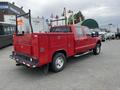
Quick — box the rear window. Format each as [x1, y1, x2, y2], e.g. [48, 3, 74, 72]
[50, 27, 71, 33]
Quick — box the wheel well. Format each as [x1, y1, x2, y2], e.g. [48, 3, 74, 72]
[52, 50, 67, 59]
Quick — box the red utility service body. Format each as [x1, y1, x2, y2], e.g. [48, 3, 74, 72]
[13, 25, 101, 67]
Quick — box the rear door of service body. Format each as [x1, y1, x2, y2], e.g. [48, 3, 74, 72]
[83, 27, 96, 49]
[74, 26, 87, 53]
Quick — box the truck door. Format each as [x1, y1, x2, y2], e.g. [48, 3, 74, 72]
[75, 26, 87, 53]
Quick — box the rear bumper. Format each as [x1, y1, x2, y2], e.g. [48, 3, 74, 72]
[10, 52, 39, 68]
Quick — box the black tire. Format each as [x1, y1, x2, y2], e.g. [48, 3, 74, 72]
[93, 44, 101, 55]
[50, 53, 66, 72]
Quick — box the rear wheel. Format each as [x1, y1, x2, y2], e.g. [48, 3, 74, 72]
[93, 44, 101, 55]
[50, 53, 66, 72]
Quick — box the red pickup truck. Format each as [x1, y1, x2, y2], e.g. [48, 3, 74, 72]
[11, 11, 101, 72]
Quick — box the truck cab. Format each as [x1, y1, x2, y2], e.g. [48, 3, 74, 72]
[11, 13, 101, 72]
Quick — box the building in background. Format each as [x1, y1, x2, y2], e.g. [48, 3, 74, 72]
[0, 1, 25, 48]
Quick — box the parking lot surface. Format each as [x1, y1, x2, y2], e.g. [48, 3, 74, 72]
[0, 40, 120, 90]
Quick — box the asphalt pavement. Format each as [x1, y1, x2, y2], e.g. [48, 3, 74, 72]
[0, 40, 120, 90]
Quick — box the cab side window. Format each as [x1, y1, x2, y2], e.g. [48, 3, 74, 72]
[76, 27, 83, 37]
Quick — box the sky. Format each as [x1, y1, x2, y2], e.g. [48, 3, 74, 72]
[3, 0, 120, 27]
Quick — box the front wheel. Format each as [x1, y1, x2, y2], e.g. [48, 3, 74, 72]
[93, 44, 101, 55]
[50, 53, 66, 72]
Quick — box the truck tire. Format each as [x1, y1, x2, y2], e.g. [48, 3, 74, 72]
[50, 53, 66, 72]
[93, 44, 101, 55]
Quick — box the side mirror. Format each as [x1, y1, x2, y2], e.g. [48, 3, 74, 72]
[91, 32, 99, 37]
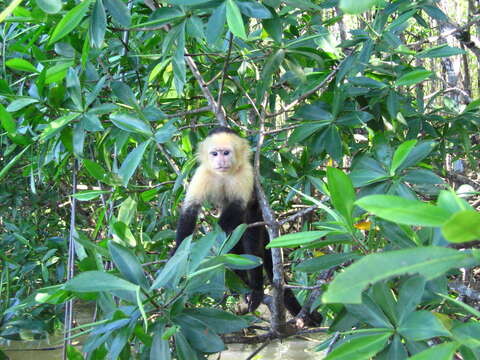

════════

Give the lines from the line with "Quick — box the building" up to and including the line with "[76, 27, 83, 37]" as a two-column CSV with the headers text and answer. Use one row per line and its answer, put each field in double quotes, and replace any line breaks with spaces.

**Task solution:**
text,answer
"Quick — box the building in background. Format each as [x1, y1, x2, y2], e.g. [48, 3, 74, 72]","[0, 1, 25, 48]"
"Quick — box the parking lot surface. Format each as [x1, y1, x2, y2], e.g. [48, 3, 74, 72]","[0, 40, 120, 90]"
"Quick — box the asphalt pavement. Format each as [x1, y1, x2, y2], e.g. [48, 3, 74, 72]","[0, 40, 120, 90]"
"Quick — box the cab side window. Format each as [x1, y1, x2, y2], e.g. [48, 3, 74, 72]","[76, 27, 83, 37]"